━━━ SOURCE TEXT ━━━

German industrial production fell 0.3% in May, following the 0.3% decline in April. Market consensus was for a 0.7% increase. Manufacturing and mining output fell 0.5%, dragged by a 3.4% decrease in capital goods. The production of energy had also declined 2.1% while construction rose 1.3%.
U.K. GDP rose 0.8% in May. The services sector rose 0.9%, driven by a 37.1% increase in accommodation and food services. Manufacturing meanwhile rose 0.8%, driven by electricity and mining. Overall, GDP remains 3.1% below pre-pandemic February 2020 levels.
China’s inflation rate, as measured by its Consumer Price Index, fell to 1.1% year-over-year in June, from 1.3% in May. Prices fell 0.4% for the month. Food prices continue to be the main drag on inflation, declining 1.7% year-over-year. Meanwhile non-food prices rose 1.7% year-over-year, strongly supported by energy prices, which rose 23.6%.
Quick look ahead
Canada – Manufacturing sales and Bank of Canada meeting (July 14)
Markets are expecting a 0.8% increase in manufacturing sales in May, following April’s decline of 2.1%.
The highlight in Canada next week will be the Bank of Canada. There are expectations that the BoC may reduce asset purchases by another billion to $2B per week as the outlook continues to improve. However, it will be just as important to watch new forecasts in the July iteration of the Monetary Policy Report, in which there will likely be upward revisions. The forecasts on inflation, growth, and employment will have key implications on the path to normalize monetary policy.

━━━ INFORMATION GIVEN ━━━

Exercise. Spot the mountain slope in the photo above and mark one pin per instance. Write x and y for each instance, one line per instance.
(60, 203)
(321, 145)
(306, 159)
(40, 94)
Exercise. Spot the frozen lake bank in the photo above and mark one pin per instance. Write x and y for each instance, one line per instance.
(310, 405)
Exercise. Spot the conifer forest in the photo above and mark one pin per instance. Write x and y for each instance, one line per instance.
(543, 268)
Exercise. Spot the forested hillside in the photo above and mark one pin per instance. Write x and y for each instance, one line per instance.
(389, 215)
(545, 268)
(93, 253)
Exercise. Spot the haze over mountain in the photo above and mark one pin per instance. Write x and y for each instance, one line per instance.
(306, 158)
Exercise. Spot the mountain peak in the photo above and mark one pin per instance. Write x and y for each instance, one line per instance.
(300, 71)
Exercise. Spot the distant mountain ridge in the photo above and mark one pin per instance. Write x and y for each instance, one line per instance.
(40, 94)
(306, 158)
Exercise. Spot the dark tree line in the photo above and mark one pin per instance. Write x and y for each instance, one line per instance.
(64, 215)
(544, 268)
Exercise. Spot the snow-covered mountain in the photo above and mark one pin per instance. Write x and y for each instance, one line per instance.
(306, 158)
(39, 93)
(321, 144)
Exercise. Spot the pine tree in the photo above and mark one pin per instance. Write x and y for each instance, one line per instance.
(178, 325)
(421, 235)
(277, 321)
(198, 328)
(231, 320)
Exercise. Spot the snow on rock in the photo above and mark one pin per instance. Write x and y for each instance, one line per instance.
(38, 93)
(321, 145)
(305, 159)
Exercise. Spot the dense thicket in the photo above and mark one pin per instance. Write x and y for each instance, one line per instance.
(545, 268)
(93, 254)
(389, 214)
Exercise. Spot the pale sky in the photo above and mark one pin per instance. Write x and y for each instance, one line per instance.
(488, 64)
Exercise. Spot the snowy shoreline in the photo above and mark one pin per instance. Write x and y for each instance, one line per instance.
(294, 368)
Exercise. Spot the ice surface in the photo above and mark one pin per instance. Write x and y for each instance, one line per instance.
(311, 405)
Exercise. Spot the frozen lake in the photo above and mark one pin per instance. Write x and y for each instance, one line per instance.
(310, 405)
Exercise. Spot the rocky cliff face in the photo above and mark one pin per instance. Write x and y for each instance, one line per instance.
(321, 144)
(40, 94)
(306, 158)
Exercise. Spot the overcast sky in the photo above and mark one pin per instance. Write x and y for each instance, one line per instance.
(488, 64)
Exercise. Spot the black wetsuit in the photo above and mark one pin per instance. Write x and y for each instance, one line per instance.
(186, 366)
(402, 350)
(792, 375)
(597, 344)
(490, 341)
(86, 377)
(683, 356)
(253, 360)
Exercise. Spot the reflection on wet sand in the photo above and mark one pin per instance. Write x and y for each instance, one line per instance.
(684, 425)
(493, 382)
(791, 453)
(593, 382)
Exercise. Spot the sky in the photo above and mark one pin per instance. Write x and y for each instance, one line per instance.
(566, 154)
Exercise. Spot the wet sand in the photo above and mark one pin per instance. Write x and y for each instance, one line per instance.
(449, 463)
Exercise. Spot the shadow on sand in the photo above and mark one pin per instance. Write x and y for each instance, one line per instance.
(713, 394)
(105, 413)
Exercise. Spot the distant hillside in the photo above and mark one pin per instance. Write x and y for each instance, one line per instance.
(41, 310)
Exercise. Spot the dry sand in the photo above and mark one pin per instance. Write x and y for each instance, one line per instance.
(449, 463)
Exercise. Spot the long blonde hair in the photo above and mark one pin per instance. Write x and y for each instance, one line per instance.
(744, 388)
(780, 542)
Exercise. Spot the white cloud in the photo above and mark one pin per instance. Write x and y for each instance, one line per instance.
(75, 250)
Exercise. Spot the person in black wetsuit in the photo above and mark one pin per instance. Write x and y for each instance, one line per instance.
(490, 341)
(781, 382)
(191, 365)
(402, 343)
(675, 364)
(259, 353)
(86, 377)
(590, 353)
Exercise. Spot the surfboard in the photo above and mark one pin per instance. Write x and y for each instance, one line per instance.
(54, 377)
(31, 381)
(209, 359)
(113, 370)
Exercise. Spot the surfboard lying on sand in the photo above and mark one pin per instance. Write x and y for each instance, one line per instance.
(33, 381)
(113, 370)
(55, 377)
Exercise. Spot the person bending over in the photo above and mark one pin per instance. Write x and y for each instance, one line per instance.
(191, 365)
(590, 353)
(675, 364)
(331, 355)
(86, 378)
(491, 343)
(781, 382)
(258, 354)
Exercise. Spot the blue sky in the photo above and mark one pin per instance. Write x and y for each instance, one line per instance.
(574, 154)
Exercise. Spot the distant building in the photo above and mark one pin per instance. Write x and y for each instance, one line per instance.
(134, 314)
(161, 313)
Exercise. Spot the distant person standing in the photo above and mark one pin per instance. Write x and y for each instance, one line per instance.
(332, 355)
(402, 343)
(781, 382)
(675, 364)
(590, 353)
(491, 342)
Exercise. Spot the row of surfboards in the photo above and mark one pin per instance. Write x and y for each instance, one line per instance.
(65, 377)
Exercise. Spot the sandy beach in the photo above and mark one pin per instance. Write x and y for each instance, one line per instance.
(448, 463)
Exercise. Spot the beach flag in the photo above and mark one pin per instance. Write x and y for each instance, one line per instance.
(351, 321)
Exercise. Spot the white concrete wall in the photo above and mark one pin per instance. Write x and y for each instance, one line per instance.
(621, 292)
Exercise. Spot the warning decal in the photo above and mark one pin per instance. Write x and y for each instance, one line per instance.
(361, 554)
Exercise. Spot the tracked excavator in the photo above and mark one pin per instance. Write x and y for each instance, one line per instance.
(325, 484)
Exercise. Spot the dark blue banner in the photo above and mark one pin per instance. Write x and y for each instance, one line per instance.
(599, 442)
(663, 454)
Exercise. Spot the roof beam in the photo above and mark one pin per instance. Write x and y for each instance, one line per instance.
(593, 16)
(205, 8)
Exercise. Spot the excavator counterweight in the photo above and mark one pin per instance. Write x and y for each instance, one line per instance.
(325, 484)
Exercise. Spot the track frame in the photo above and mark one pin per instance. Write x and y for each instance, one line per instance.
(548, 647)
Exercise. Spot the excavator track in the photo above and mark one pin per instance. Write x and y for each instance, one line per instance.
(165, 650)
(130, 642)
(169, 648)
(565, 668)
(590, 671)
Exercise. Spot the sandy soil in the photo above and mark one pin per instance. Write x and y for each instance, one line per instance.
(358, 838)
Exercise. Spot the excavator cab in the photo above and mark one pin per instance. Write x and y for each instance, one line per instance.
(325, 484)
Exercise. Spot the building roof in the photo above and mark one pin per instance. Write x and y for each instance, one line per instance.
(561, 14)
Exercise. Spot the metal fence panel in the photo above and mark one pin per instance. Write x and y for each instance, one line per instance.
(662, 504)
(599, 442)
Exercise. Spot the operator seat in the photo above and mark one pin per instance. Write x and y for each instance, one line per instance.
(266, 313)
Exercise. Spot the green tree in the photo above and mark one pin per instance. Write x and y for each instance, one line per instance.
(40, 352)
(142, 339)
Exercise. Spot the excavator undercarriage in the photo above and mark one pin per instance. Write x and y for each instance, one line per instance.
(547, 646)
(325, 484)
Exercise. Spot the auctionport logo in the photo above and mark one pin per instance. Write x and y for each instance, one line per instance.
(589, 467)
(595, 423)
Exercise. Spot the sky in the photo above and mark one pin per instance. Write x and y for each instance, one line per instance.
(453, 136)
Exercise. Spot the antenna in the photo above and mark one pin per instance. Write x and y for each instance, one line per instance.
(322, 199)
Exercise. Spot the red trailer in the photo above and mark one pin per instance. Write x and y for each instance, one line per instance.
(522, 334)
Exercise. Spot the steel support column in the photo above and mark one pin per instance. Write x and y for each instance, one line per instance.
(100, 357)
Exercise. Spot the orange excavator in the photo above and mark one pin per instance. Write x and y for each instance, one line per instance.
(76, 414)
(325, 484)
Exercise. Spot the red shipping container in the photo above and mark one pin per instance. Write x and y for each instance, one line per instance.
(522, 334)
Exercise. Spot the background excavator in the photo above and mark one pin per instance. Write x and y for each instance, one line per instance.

━━━

▶ _PROBLEM DETAILS_: Write out the economic update word for word, from "China’s inflation rate, as" to "decline of 2.1%.".

▶ _ANSWER FOR THIS EXERCISE_:
China’s inflation rate, as measured by its Consumer Price Index, fell to 1.1% year-over-year in June, from 1.3% in May. Prices fell 0.4% for the month. Food prices continue to be the main drag on inflation, declining 1.7% year-over-year. Meanwhile non-food prices rose 1.7% year-over-year, strongly supported by energy prices, which rose 23.6%.
Quick look ahead
Canada – Manufacturing sales and Bank of Canada meeting (July 14)
Markets are expecting a 0.8% increase in manufacturing sales in May, following April’s decline of 2.1%.